(Stored records)
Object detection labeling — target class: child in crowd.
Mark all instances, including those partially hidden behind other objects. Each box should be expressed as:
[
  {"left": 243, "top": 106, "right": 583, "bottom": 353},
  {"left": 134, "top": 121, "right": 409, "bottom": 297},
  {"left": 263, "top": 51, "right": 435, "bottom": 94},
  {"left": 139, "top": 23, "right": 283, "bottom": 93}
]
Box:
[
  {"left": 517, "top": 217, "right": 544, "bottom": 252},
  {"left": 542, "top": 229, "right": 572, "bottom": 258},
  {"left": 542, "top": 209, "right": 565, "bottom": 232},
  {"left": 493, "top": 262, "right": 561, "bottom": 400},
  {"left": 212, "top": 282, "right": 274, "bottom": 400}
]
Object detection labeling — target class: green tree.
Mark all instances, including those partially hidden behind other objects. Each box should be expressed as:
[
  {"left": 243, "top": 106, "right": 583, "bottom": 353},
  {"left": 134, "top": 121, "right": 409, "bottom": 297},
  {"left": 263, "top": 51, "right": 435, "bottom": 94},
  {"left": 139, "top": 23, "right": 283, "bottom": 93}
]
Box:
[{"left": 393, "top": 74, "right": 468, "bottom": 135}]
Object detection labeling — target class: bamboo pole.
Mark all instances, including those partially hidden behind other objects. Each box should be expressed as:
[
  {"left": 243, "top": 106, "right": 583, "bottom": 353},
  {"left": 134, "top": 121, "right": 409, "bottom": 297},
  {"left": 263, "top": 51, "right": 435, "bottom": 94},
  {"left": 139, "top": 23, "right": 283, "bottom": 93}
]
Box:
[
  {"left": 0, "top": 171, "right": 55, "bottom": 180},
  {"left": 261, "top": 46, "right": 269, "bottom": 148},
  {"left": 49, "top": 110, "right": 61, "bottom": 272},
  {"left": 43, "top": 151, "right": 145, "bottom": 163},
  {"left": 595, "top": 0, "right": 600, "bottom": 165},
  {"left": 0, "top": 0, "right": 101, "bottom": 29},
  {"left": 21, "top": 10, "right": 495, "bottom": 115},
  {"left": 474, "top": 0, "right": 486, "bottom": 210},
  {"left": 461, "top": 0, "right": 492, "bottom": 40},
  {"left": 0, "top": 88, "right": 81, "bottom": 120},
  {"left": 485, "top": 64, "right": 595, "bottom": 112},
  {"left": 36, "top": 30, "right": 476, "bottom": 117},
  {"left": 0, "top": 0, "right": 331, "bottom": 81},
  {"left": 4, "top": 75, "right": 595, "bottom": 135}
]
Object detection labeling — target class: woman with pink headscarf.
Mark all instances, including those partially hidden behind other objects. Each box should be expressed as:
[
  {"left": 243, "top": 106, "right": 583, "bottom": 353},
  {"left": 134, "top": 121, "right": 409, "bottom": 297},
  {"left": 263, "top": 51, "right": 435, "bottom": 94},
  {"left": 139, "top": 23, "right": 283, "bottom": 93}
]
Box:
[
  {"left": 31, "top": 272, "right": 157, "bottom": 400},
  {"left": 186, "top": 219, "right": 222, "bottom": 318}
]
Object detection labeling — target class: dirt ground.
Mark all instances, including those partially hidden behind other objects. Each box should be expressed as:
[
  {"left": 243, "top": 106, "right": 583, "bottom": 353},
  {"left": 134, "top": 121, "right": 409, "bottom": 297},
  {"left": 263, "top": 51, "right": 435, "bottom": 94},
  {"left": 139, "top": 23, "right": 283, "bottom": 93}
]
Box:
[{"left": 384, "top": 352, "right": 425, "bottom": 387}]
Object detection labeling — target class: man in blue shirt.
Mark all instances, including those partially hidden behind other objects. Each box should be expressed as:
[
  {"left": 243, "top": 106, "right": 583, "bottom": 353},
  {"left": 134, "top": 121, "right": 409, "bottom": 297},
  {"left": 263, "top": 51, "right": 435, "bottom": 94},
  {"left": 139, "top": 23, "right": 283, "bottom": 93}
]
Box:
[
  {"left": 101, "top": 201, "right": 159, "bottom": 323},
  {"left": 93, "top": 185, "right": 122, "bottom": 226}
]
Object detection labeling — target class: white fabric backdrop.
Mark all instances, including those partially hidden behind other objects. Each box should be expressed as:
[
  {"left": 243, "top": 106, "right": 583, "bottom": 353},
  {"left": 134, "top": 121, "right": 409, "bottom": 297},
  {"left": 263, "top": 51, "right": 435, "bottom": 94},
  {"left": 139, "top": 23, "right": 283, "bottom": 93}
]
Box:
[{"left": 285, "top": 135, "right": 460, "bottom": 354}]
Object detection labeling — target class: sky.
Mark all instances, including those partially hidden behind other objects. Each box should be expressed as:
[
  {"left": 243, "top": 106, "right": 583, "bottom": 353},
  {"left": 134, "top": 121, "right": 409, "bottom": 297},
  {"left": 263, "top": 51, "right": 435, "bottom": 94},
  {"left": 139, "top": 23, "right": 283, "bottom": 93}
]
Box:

▶ **Assignment**: Having read the entries, output all of them verbatim.

▶ **Reply to the task**:
Object detection labeling — target class: child in crowd.
Mark all instances, including those partially hidden behind other objects. Each box should be expressed as:
[
  {"left": 243, "top": 106, "right": 583, "bottom": 353},
  {"left": 134, "top": 121, "right": 409, "bottom": 297},
  {"left": 263, "top": 51, "right": 435, "bottom": 94},
  {"left": 139, "top": 23, "right": 283, "bottom": 93}
]
Box:
[
  {"left": 517, "top": 217, "right": 544, "bottom": 252},
  {"left": 542, "top": 229, "right": 572, "bottom": 258},
  {"left": 542, "top": 209, "right": 565, "bottom": 232},
  {"left": 493, "top": 262, "right": 561, "bottom": 400},
  {"left": 212, "top": 282, "right": 274, "bottom": 400}
]
Object detection labeling — target class: green tree.
Mark all instances, including those partially hidden behind other objects. Each box should be expressed as:
[
  {"left": 243, "top": 106, "right": 583, "bottom": 353},
  {"left": 134, "top": 121, "right": 409, "bottom": 297},
  {"left": 263, "top": 51, "right": 435, "bottom": 94},
  {"left": 139, "top": 23, "right": 283, "bottom": 93}
]
Box:
[{"left": 393, "top": 74, "right": 468, "bottom": 135}]
Object detection labeling — target class: bamboo pole.
Mark all instances, including those partially hidden behind other objects. Each box should be expressed as:
[
  {"left": 243, "top": 106, "right": 583, "bottom": 353},
  {"left": 134, "top": 121, "right": 409, "bottom": 297},
  {"left": 263, "top": 51, "right": 435, "bottom": 94},
  {"left": 139, "top": 23, "right": 283, "bottom": 93}
]
Box:
[
  {"left": 0, "top": 171, "right": 55, "bottom": 180},
  {"left": 261, "top": 46, "right": 269, "bottom": 148},
  {"left": 49, "top": 110, "right": 61, "bottom": 272},
  {"left": 43, "top": 151, "right": 145, "bottom": 163},
  {"left": 595, "top": 0, "right": 600, "bottom": 165},
  {"left": 0, "top": 0, "right": 101, "bottom": 29},
  {"left": 21, "top": 10, "right": 495, "bottom": 115},
  {"left": 474, "top": 0, "right": 486, "bottom": 210},
  {"left": 461, "top": 0, "right": 492, "bottom": 40},
  {"left": 0, "top": 88, "right": 81, "bottom": 120},
  {"left": 485, "top": 64, "right": 595, "bottom": 112},
  {"left": 36, "top": 30, "right": 476, "bottom": 117},
  {"left": 0, "top": 0, "right": 331, "bottom": 81},
  {"left": 4, "top": 75, "right": 595, "bottom": 135}
]
Object detection labeling — target class: woman with pink headscarf.
Mark all instances, including those partially hidden behind other objects. Each box should be expressed as:
[
  {"left": 243, "top": 106, "right": 583, "bottom": 353},
  {"left": 134, "top": 121, "right": 409, "bottom": 297},
  {"left": 263, "top": 51, "right": 435, "bottom": 94},
  {"left": 139, "top": 23, "right": 283, "bottom": 93}
]
Box:
[
  {"left": 31, "top": 272, "right": 157, "bottom": 400},
  {"left": 186, "top": 219, "right": 222, "bottom": 318}
]
Object detection labeling — target class: dirt ground.
Mark all instances, including those partially hidden behind other objects. Each box should be expressed as:
[
  {"left": 243, "top": 106, "right": 583, "bottom": 353},
  {"left": 134, "top": 121, "right": 409, "bottom": 297},
  {"left": 263, "top": 51, "right": 435, "bottom": 94},
  {"left": 139, "top": 23, "right": 283, "bottom": 93}
]
Box:
[{"left": 384, "top": 352, "right": 425, "bottom": 387}]
Object detection labeling — target class: man in blue shirt.
Mark all instances, including those partially hidden behind other objects. Each box should be expressed as:
[
  {"left": 243, "top": 106, "right": 583, "bottom": 353},
  {"left": 134, "top": 121, "right": 409, "bottom": 297},
  {"left": 263, "top": 51, "right": 435, "bottom": 94},
  {"left": 139, "top": 23, "right": 283, "bottom": 93}
]
Box:
[
  {"left": 101, "top": 201, "right": 159, "bottom": 323},
  {"left": 93, "top": 185, "right": 122, "bottom": 226}
]
Object detection labeling — target class: white fabric backdrop.
Mark all instances, including those partially hidden behind other objects. Each box should be expressed as:
[
  {"left": 243, "top": 106, "right": 583, "bottom": 353},
  {"left": 134, "top": 121, "right": 409, "bottom": 297},
  {"left": 263, "top": 51, "right": 435, "bottom": 94},
  {"left": 139, "top": 23, "right": 283, "bottom": 93}
]
Box:
[{"left": 285, "top": 135, "right": 460, "bottom": 354}]
Object detection labeling — target class: sky.
Mark all instances, including those partially hidden behind other objects. Each box should be expressed as:
[
  {"left": 243, "top": 106, "right": 583, "bottom": 353},
  {"left": 134, "top": 121, "right": 409, "bottom": 297},
  {"left": 263, "top": 51, "right": 435, "bottom": 94},
  {"left": 139, "top": 23, "right": 283, "bottom": 93}
]
Box:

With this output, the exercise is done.